**Set exercise**
Only the lines from the line holding "[indicate] the faucet" to the last line should be output, each exactly as given.

++++

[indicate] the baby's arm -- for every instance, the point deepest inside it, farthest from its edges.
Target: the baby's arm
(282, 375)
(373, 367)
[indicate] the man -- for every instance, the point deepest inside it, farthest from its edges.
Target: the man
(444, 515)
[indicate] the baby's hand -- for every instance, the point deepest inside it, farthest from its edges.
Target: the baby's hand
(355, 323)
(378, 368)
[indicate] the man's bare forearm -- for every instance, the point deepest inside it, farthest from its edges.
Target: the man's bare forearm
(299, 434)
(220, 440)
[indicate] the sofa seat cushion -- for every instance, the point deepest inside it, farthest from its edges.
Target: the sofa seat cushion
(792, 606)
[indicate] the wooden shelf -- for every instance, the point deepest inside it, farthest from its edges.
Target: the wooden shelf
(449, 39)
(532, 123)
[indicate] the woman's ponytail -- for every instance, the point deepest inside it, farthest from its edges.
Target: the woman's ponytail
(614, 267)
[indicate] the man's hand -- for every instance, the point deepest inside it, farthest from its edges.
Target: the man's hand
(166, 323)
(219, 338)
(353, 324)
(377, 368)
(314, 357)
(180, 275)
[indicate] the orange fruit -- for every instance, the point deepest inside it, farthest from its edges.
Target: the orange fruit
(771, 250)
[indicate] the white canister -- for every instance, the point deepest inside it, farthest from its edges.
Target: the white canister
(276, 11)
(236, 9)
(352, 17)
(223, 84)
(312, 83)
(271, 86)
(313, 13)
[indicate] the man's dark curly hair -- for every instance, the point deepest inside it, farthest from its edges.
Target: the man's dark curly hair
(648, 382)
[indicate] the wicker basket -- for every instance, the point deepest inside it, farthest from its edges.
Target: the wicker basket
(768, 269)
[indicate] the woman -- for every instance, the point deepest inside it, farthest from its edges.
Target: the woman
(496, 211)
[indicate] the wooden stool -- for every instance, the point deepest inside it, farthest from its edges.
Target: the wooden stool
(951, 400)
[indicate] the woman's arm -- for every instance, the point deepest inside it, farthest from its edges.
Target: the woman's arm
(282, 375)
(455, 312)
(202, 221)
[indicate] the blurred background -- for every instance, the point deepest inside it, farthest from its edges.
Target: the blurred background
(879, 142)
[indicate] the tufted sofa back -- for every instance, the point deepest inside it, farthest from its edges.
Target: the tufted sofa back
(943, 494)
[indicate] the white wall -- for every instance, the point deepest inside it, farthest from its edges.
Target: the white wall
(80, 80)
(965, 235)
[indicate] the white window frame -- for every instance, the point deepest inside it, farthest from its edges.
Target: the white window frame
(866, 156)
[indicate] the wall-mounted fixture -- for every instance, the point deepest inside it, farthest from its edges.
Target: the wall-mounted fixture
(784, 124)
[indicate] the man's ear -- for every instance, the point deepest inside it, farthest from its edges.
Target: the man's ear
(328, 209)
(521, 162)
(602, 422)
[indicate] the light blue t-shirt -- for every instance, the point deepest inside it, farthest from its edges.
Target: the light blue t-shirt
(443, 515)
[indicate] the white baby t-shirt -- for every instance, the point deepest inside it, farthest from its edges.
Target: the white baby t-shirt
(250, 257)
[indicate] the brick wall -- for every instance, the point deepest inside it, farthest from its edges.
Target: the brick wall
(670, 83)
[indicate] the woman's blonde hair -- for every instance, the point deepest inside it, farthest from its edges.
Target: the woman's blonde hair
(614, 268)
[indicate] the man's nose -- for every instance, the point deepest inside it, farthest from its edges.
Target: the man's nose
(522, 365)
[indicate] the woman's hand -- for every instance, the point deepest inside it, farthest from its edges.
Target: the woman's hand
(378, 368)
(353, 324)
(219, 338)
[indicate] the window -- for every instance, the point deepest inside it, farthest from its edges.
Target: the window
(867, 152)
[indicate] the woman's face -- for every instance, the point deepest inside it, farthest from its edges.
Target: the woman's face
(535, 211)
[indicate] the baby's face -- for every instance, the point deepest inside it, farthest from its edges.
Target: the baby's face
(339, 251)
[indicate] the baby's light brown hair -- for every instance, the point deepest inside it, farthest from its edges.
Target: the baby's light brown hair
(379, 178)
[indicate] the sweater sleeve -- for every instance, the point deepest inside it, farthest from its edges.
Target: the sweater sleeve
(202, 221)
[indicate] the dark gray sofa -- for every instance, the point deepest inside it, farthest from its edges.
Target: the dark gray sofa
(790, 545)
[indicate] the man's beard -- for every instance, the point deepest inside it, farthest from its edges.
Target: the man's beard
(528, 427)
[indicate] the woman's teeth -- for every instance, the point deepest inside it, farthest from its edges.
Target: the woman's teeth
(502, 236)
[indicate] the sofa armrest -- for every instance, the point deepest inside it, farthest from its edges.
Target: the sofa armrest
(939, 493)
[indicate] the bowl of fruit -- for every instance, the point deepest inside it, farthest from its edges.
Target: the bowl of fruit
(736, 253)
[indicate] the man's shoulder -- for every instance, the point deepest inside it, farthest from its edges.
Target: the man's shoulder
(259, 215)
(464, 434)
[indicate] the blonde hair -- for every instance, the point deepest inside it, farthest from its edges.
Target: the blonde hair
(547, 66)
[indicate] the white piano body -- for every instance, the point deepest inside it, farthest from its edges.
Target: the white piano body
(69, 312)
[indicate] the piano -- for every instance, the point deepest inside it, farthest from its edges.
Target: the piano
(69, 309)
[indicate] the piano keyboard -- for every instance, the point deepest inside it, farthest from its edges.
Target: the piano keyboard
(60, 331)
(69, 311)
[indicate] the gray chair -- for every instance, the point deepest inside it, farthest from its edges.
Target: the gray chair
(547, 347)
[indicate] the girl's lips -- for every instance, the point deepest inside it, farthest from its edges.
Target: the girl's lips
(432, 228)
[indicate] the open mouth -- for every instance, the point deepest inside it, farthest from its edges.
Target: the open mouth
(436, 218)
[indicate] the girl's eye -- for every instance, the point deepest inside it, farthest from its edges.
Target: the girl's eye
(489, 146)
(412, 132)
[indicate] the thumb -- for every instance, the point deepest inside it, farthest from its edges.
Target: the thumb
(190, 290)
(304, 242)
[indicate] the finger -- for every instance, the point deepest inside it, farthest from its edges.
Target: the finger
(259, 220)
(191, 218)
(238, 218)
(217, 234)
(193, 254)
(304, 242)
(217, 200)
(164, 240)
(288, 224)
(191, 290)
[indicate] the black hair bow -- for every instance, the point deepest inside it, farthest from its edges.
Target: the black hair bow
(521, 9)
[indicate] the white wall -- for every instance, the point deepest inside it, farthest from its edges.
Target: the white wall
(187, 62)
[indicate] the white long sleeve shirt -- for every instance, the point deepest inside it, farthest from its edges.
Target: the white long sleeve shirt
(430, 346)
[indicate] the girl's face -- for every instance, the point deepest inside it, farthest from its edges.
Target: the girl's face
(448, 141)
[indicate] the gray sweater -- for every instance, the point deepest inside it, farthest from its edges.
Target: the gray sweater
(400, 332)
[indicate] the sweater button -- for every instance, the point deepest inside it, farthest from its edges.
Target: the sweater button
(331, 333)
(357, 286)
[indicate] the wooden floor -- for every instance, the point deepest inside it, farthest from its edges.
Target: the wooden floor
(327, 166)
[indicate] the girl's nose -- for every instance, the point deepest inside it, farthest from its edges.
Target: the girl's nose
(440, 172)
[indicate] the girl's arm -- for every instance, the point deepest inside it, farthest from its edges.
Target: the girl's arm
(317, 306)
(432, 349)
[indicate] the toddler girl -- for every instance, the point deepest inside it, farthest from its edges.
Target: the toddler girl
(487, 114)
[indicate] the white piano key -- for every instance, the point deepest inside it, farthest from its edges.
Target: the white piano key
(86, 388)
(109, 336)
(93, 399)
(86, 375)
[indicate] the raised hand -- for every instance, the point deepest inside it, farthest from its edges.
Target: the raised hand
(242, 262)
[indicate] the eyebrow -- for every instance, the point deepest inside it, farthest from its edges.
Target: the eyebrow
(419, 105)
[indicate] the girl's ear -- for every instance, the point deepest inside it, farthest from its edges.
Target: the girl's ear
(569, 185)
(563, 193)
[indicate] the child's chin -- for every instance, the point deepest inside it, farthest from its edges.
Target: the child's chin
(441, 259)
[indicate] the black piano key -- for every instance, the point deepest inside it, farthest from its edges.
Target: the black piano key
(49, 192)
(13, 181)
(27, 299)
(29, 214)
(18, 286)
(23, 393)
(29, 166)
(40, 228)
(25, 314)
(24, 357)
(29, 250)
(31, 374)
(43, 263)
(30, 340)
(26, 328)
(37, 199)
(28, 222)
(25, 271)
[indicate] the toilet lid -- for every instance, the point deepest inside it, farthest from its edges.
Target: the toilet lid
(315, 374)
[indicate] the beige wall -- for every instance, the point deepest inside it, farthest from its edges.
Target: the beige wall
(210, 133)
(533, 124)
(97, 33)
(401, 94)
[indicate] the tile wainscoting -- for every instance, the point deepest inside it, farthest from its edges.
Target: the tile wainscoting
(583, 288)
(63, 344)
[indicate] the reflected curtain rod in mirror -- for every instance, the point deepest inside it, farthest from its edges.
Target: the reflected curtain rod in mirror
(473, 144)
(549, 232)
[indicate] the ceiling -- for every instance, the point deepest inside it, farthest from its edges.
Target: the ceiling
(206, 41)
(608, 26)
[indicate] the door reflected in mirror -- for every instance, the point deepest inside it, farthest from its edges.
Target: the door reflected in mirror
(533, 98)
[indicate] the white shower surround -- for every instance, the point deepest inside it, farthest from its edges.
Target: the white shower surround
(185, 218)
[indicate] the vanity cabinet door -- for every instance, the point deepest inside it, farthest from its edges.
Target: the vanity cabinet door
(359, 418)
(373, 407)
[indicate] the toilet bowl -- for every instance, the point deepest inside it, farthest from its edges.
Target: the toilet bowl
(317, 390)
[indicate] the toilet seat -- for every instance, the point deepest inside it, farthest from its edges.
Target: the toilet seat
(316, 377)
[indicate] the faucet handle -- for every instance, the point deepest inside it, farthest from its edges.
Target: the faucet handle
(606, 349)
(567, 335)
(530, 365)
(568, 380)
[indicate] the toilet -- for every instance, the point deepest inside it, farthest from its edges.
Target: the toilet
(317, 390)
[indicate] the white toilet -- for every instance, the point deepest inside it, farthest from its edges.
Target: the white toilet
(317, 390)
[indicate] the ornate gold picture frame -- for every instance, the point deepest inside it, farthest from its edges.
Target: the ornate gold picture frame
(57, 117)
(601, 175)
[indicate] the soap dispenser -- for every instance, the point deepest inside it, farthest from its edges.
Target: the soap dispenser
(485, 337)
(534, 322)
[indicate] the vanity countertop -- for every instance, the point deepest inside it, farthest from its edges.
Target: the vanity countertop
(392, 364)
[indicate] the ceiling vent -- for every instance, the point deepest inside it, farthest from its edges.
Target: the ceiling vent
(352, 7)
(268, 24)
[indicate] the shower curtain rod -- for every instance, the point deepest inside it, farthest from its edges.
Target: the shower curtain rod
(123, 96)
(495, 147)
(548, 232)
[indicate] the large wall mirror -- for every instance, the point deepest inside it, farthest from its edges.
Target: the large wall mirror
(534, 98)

++++

**Result**
[indicate] the faucet handle -- for every instance, the point deepest inside it, farthest from its edges.
Target: the faucet handle
(606, 349)
(567, 335)
(530, 365)
(568, 380)
[indicate] the toilet -- for every instance, the point deepest inside it, farthest from its edges.
Target: the toilet
(317, 390)
[indicate] the white toilet -- for every instance, the point deepest inside it, farthest from its edges.
Target: the white toilet
(317, 390)
[indicate] the ornate gold picture frame -- for every instance, the point deepest inside it, farthest from its edges.
Target: the ornate gold picture frame
(57, 117)
(601, 175)
[indicate] the soap dispenser -- for every instance, the point deepest inside it, farthest from its edges.
Target: the soap dispenser
(485, 337)
(534, 322)
[indicate] the vanity countertop -- for every instance, the point deepest inside it, farthest from its edges.
Target: the vanity countertop
(392, 364)
[indicate] the ceiling vent -- for every instance, the point deepest inside it, farthest from its edges.
Target: the ceiling vent
(352, 7)
(268, 24)
[indicate] the shower curtain rod -- for every instance, the point deepest inside it, farthest from its edges.
Target: the shower curtain rod
(123, 96)
(495, 147)
(548, 232)
[indicate] the large wall mirror -- for every instance, the point deepest inside it, farthest from its edges.
Target: the large wall mirror
(534, 98)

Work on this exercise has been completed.